Exercise brief: From the passage on the expropriation of VFTPC, output the words verbatim, starting at "The belief, as" and ending at "without further delay.".

The time was now right for the expropriation of VFTPC — or so the gold mines felt. The UK’s social democratic Labour government under Clement Attlee had nationalised the energy sector the year before, in 1947. But as academic Renfrew Christie puts it: “The issue in South Africa was not one of socialism. It was a question of lowering prices by eliminating the middleman. A state-run electricity-supply industry could distribute power ‘without profit’.”
The belief, as expressed by Smuts and many others until the 1980s, was that electricity under capitalist conditions is most efficiently supplied by a government-controlled monopoly.
This doctrine remained true in South Africa right until the early 2000s — that is, until wholesale corruption and mismanagement sparked into life at Eskom.

But getting back to 1948 and the fight to expropriate VFTPC. The negotiations were far from pleasant. When Hagart joined the negotiations to represent the gold mines, he dug in his heels, giving VFTPC an ultimatum to accept £13.5m without further delay.
The head of VFTPC, Bernard Price, took exception to Hagart’s dogmatic approach, and claimed he wouldn’t take a penny less than £15.5m. After some back and forth and threats by VFTPC that it would complain to Smuts about Hagart’s abrasive tactics, an agreement was reached in May 1948 — the very month Smuts lost the national election to DF Malan’s National Party. A cheque for £14.5m was duly signed — the biggest transaction in South Africa’s history.
To pay for this expropriation of VFTPC, Escom had to float a loan of £15m. In a matter of three hours the loan was oversubscribed — with most of the money coming from Anglo American.

Material shown:
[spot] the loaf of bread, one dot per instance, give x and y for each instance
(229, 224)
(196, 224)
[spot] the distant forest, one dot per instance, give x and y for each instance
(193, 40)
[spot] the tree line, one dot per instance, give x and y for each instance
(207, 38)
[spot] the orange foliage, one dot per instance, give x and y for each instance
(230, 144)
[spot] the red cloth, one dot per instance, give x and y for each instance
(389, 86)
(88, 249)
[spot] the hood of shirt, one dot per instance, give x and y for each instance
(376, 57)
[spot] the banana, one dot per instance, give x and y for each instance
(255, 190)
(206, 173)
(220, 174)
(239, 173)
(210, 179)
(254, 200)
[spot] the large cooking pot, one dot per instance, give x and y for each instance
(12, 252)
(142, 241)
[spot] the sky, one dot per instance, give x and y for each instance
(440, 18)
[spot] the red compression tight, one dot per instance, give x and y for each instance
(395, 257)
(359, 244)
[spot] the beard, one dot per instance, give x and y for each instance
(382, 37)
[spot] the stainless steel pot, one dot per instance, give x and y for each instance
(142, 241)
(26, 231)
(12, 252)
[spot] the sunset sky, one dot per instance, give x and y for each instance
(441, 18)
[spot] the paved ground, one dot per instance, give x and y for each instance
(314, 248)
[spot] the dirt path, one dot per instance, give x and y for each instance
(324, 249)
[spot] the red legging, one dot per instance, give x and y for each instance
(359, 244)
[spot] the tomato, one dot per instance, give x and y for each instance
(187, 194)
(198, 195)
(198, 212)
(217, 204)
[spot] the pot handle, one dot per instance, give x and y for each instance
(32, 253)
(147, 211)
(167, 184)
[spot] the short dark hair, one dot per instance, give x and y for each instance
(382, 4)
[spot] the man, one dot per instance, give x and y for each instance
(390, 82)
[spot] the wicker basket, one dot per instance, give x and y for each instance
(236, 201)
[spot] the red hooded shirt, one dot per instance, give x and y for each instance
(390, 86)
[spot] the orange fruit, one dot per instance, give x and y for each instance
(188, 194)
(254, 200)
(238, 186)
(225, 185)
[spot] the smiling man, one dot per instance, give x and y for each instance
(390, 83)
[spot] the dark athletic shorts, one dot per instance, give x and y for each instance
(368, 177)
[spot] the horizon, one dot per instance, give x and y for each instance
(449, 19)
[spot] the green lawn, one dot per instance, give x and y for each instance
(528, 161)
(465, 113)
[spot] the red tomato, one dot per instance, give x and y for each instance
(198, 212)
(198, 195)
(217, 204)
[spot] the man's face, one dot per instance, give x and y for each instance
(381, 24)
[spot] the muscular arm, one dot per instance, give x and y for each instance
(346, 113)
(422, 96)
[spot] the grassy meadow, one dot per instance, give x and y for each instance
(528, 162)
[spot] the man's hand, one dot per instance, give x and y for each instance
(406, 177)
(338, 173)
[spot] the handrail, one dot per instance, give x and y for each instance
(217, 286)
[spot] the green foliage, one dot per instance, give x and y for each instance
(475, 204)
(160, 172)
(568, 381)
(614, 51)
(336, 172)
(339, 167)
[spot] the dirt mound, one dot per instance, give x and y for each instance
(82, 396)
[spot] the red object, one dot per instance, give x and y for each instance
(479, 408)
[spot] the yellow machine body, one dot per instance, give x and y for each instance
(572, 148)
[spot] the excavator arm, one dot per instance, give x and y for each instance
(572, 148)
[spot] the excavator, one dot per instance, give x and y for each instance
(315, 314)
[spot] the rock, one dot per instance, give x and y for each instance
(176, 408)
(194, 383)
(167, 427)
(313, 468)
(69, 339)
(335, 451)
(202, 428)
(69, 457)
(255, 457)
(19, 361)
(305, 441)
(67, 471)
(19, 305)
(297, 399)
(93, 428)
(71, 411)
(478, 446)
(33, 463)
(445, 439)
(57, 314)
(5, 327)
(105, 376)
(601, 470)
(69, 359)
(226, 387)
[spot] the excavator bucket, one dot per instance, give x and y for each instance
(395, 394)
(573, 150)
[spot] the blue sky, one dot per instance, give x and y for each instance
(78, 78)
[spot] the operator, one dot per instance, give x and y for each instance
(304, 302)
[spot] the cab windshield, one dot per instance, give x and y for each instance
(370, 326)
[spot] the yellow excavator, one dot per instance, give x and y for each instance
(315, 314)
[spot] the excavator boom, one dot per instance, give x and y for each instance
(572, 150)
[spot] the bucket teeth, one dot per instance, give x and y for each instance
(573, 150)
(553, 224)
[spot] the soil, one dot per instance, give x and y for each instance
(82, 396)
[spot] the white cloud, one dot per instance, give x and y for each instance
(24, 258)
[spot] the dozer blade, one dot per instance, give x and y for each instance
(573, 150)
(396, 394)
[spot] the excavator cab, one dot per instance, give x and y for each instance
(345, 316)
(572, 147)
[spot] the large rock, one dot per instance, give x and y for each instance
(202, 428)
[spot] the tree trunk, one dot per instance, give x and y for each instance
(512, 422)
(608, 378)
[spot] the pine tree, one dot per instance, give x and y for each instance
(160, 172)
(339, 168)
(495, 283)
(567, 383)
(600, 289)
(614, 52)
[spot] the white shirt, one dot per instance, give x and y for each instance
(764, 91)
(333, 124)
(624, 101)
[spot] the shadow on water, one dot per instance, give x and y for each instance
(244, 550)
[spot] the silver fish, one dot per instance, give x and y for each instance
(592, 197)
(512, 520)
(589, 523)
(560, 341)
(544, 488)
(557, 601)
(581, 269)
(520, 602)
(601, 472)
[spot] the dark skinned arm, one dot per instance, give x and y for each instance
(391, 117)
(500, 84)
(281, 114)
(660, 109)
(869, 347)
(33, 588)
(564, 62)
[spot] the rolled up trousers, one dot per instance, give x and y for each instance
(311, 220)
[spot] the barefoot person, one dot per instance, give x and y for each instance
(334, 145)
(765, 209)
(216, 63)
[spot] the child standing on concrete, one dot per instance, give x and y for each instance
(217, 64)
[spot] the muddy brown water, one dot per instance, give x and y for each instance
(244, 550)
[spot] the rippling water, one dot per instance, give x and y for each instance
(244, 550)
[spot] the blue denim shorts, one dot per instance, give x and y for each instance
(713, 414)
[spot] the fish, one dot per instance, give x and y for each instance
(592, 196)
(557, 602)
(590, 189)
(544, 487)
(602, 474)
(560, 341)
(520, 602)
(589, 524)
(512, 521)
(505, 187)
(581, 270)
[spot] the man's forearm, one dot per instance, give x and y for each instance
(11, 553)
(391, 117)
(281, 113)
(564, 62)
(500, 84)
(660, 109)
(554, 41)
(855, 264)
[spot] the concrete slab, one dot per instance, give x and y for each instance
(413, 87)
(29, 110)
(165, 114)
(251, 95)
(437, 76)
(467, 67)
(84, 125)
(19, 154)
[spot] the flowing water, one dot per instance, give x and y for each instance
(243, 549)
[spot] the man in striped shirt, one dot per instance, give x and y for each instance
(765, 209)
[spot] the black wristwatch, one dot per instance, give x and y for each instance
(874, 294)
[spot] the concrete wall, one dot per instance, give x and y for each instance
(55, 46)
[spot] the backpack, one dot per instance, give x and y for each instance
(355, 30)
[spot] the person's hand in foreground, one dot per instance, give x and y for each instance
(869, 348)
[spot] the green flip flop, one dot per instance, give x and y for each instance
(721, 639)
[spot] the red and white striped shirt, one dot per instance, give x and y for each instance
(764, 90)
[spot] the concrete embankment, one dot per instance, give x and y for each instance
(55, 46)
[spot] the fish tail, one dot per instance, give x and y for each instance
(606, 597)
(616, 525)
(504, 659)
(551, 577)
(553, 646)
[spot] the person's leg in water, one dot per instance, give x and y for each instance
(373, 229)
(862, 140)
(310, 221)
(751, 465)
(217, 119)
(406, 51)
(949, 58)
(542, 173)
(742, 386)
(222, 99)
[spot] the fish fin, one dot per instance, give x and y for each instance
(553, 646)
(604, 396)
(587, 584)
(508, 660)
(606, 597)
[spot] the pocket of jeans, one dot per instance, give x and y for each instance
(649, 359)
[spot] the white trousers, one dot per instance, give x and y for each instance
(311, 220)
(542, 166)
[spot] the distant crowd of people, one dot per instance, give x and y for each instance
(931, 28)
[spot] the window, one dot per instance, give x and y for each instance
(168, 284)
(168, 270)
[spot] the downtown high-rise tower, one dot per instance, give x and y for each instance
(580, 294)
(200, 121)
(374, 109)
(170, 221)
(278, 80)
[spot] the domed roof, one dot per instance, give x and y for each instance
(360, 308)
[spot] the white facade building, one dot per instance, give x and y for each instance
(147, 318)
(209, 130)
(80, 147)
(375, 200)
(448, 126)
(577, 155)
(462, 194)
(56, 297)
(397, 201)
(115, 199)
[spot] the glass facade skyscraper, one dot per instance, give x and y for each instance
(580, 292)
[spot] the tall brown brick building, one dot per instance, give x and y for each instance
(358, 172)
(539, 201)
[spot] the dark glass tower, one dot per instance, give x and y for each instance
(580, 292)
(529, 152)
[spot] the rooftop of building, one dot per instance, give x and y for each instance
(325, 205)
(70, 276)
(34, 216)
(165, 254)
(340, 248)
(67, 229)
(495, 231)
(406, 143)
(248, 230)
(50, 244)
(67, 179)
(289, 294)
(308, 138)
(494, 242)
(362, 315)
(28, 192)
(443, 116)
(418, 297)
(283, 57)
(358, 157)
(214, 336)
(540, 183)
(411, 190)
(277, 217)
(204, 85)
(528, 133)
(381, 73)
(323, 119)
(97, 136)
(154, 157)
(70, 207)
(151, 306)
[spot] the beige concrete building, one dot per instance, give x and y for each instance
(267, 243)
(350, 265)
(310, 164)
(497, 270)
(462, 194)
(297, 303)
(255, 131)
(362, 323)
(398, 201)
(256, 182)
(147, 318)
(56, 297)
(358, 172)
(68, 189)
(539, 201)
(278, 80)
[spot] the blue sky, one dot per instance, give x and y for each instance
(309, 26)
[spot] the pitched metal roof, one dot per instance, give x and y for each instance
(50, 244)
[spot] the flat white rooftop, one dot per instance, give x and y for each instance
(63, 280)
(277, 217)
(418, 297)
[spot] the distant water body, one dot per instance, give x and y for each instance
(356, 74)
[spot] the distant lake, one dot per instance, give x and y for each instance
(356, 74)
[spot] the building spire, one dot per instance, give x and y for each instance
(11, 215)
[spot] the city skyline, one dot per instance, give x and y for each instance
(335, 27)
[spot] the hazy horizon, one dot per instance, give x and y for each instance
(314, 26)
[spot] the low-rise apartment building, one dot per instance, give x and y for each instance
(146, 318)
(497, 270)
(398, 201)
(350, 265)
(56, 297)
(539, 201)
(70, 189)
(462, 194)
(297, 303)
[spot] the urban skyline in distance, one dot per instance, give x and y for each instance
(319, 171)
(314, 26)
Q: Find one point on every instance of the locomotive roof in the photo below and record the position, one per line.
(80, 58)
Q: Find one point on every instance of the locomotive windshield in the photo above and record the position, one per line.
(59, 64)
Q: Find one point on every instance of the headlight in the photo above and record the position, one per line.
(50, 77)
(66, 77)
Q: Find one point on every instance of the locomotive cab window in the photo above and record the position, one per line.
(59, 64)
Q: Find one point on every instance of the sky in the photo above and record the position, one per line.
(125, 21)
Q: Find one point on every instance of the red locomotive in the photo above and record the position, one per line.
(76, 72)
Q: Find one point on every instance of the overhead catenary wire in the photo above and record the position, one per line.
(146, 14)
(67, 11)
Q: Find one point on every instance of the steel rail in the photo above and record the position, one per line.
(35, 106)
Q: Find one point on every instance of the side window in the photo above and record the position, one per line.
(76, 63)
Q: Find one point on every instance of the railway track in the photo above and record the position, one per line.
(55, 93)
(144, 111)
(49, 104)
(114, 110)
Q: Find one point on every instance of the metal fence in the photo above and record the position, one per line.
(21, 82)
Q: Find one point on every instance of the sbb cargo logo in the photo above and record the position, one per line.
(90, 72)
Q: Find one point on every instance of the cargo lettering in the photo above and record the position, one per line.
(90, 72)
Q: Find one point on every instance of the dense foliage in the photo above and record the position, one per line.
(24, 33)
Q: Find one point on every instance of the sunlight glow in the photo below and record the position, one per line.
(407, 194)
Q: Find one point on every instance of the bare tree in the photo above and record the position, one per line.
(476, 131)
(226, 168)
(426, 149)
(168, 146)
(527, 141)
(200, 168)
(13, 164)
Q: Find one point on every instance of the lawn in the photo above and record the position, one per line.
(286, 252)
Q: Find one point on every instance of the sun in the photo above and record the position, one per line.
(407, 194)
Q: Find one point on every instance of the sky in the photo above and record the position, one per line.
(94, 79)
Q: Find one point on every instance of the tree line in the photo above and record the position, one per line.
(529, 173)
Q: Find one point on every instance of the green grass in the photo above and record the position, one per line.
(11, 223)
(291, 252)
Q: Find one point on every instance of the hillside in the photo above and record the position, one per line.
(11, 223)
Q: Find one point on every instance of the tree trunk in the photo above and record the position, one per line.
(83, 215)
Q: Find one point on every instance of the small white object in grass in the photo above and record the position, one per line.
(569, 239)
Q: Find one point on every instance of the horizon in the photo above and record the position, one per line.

Problem solution:
The belief, as expressed by Smuts and many others until the 1980s, was that electricity under capitalist conditions is most efficiently supplied by a government-controlled monopoly.
This doctrine remained true in South Africa right until the early 2000s — that is, until wholesale corruption and mismanagement sparked into life at Eskom.

But getting back to 1948 and the fight to expropriate VFTPC. The negotiations were far from pleasant. When Hagart joined the negotiations to represent the gold mines, he dug in his heels, giving VFTPC an ultimatum to accept £13.5m without further delay.